=== DIRECTIVE ===
Copy out every line of the records below verbatim, keeping their order and line breaks.

=== ITEMS ===
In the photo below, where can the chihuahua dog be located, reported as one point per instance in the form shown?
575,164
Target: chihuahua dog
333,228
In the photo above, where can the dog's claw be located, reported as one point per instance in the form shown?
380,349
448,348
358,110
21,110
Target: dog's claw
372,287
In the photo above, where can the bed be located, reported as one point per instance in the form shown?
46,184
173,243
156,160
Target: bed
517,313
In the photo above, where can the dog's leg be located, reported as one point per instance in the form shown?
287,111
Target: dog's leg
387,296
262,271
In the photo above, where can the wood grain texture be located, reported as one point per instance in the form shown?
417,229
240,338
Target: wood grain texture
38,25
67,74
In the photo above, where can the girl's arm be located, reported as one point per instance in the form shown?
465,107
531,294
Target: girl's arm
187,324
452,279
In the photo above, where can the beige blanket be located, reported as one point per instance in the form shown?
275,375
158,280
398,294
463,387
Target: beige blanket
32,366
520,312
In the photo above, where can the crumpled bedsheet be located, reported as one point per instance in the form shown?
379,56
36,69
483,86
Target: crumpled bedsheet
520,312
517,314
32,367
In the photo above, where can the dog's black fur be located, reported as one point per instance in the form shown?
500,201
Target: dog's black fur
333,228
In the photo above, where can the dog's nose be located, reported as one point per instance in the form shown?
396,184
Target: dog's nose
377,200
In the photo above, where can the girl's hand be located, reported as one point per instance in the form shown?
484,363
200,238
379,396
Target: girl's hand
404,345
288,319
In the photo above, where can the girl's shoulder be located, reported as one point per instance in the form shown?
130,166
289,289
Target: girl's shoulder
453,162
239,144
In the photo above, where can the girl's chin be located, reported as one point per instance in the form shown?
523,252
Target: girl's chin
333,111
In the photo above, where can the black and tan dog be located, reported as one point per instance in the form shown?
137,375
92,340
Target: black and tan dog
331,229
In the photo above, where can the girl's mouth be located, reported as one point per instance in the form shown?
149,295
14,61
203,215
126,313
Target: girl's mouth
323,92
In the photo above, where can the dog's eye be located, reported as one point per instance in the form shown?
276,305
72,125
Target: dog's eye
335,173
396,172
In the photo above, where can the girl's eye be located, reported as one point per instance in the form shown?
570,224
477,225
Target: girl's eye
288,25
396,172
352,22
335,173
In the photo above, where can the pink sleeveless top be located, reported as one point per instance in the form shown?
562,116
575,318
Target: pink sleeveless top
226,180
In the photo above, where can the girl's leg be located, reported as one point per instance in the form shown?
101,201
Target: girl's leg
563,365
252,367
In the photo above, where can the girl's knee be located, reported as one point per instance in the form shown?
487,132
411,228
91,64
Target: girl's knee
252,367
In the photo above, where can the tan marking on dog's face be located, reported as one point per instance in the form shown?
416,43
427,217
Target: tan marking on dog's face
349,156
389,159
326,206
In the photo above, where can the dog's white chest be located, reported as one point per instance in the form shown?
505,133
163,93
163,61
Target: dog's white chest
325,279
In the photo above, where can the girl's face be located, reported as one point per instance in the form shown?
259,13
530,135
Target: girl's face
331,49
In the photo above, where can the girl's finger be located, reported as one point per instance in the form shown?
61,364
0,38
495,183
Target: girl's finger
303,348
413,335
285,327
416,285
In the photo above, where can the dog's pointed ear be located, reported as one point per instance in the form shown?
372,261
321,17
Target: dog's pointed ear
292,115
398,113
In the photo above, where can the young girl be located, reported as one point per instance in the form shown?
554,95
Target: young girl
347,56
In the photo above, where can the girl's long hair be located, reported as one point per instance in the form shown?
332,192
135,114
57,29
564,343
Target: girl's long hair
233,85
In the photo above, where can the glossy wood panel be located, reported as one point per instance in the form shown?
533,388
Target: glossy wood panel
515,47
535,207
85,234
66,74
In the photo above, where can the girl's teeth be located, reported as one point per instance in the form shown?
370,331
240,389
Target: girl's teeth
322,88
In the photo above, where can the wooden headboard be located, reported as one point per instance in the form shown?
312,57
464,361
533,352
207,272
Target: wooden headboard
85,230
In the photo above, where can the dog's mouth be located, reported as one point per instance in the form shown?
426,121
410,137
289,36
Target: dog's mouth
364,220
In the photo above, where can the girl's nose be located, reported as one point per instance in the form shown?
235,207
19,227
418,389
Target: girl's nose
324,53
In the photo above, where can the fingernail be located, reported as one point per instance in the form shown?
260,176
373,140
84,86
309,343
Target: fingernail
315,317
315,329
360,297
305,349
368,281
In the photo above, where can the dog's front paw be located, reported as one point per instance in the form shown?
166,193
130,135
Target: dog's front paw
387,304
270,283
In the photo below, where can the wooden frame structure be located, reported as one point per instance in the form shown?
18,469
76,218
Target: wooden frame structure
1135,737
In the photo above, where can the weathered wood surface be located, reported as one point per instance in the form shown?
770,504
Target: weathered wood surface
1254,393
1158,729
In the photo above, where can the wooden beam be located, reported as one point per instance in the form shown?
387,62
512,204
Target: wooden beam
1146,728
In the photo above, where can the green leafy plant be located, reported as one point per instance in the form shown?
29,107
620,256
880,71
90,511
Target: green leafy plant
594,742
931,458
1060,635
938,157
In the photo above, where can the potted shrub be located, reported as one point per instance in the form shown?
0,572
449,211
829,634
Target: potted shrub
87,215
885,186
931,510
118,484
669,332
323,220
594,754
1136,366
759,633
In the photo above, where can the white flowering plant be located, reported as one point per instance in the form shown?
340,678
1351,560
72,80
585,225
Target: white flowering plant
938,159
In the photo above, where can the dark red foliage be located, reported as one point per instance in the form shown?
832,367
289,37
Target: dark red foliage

=== THE OUTPUT ===
In the photo below, where can the chihuahua dog be located, reported as one point per instance in the form shown?
575,164
Target: chihuahua dog
333,228
In the photo above, where can the dog's claw be located, reported as one point per instance in the form shown?
380,349
448,348
358,110
21,110
Target: dog's claw
372,287
In the photo above, where can the bed be located, reported as one point per instance in the form shown?
46,184
173,243
156,160
Target: bed
517,313
In the photo above, where can the dog's leg be located, reported as one point per instance in the form shown?
287,111
Target: dog's leg
387,296
262,271
In the photo above, where can the wood grain texture be located, reported as one point per instance in the form shown?
417,229
240,338
Target: wood grain texture
38,25
67,74
In the photo above, where can the girl's arm be located, reported as one point per instance in the form shown?
465,107
531,294
Target: girl's arm
187,324
452,279
In the photo above, where can the beige blanket be located, reported as one point per instance in the form shown?
275,375
158,280
398,294
463,387
Target: beige blanket
32,366
520,312
In the photo above, where can the crumpled bedsheet be located, reported as one point per instance in the form shown?
379,56
36,69
483,86
Target: crumpled bedsheet
520,312
517,314
32,367
In the photo above, where can the dog's black fur be located, reported as one point per instance in the form shown?
500,201
Target: dog's black fur
333,228
In the photo above, where can the dog's nose be located, reported as one point per instance in the form shown?
396,184
Target: dog's nose
377,200
In the photo above, where can the girl's hand be located, reported as one point per instance in the form shown?
484,363
200,238
379,396
Target: girl's hand
404,345
288,319
In the photo above, where can the girl's shoulder be located, reported as one point per instance in the form shown?
130,166
289,289
Target: girl's shoulder
453,162
239,144
In the photo above, where can the girl's chin be located, reported as one point per instance in the form shown?
523,252
Target: girl's chin
333,111
In the photo above, where can the black and tan dog be located, reported as one point per instance in the form shown?
137,375
92,340
Target: black and tan dog
331,229
In the photo above, where can the girl's mouth be located, reported as one point per instance in the form shown?
149,295
14,61
203,215
126,313
Target: girl's mouth
323,92
In the photo above, where can the dog's eye be located, reported as one point per instance in the form shown?
276,305
72,125
Target: dog's eye
335,173
396,172
In the photo above, where can the girl's eye be located, reported as one point per instance in the form shown?
570,224
477,225
Target: girl's eye
288,25
396,172
352,22
335,173
In the photo above, where can the pink sleeveless top be located, reported as one point per instance in the form shown?
562,116
575,318
Target: pink sleeveless top
226,180
In the photo above, where can the girl's leg be located, reported as one point per instance in the form shown?
101,201
Target: girl's leg
563,365
252,367
In the photo above, where can the girl's knee be located, reported as one point per instance in the form shown?
487,132
411,228
91,64
Target: girl's knee
252,367
In the photo above, where can the tan marking on dog's face be located, reported as one point per instance in the form shown?
416,43
427,217
Target: tan marking on dog's face
349,156
389,159
326,206
In the photo above, where can the dog's white chest be located, reported as one point per instance in the form shown?
505,133
163,93
163,61
Target: dog's white chest
325,279
In the photo above, where can the girl's face be located, reported as one point per instance in the form shown?
259,13
530,135
Target: girl's face
331,49
In the photo above, where can the girl's finger be located, reported as one point per instance in the form shown?
61,364
0,38
495,183
Target: girl's finger
303,348
413,335
285,327
416,285
In the photo above, where can the dog's pointed ear be located, reported as one point per instance in the form shown?
372,261
321,17
Target: dog's pointed ear
292,115
398,113
In the photo above, where can the young girl be located, reported as one point per instance in the form shown?
554,95
Target: young girl
347,56
In the photo above, where can the girl's long hair be located, reported as one point per instance in the form shown?
332,192
135,114
57,29
564,343
Target: girl's long hair
233,85
In the photo above, where can the glossy wood panel be located, reported as one point per instance in the form shown?
533,388
Target: glossy wood panel
515,47
535,207
85,234
66,74
In the photo above, where can the girl's teeth be located, reported as one point per instance in the form shown?
370,331
240,389
Target: girl's teeth
322,88
In the photo above, where can the wooden headboard be located, reported as one point per instance in the form shown?
312,57
464,361
533,352
207,272
Target: wooden headboard
85,230
In the photo above, where can the dog's mouth be located, reported as one point per instance in the form shown?
426,121
410,137
289,36
Target: dog's mouth
364,220
In the photo above, where can the girl's nose be located, reported as one point per instance in the form shown?
235,207
19,227
418,389
Target: girl's nose
324,53
In the photo above, where can the fingernail be located, reported as one point per instance in the form shown?
260,176
373,140
84,86
309,343
Target: fingernail
315,317
315,329
360,297
305,349
368,281
In the photo above, where can the dog's front paw be located, reported as one point per instance in the form shown?
166,193
130,135
Target: dog's front paw
387,304
270,283
In the photo below, where can the wooden frame structure be located, reported as one point per instance in the form shown?
18,469
76,218
Target: wooden frame structure
1135,737
In the photo above, where can the weathered wood surface be located, reported as one point per instance in the form shown?
770,504
Target: weathered wood surface
1254,393
1158,729
In the photo above, where can the wooden beam be located, reported as one point per instance in the form shown?
387,62
512,204
Target: wooden beam
1146,728
In the photo above, where can the green leafy plant be located, reported as one point per instance in the form shown?
29,107
620,256
880,71
90,511
Target: green leafy plant
594,742
931,458
1060,635
938,157
In the photo above, where can the potted shrub be located, reported as one point per instance in the form shown?
0,572
449,211
829,634
Target: potted shrub
87,215
885,186
931,510
118,484
669,332
323,220
594,754
1136,366
759,633
In the photo above, where can the white flowering plant be located, reported as one point per instance in the form shown?
340,678
1351,560
72,80
585,225
Target: white flowering plant
938,159
In the photo above, where can the dark red foliage be located, reported as one point per instance in the form shown?
832,367
289,37
Target: dark red foliage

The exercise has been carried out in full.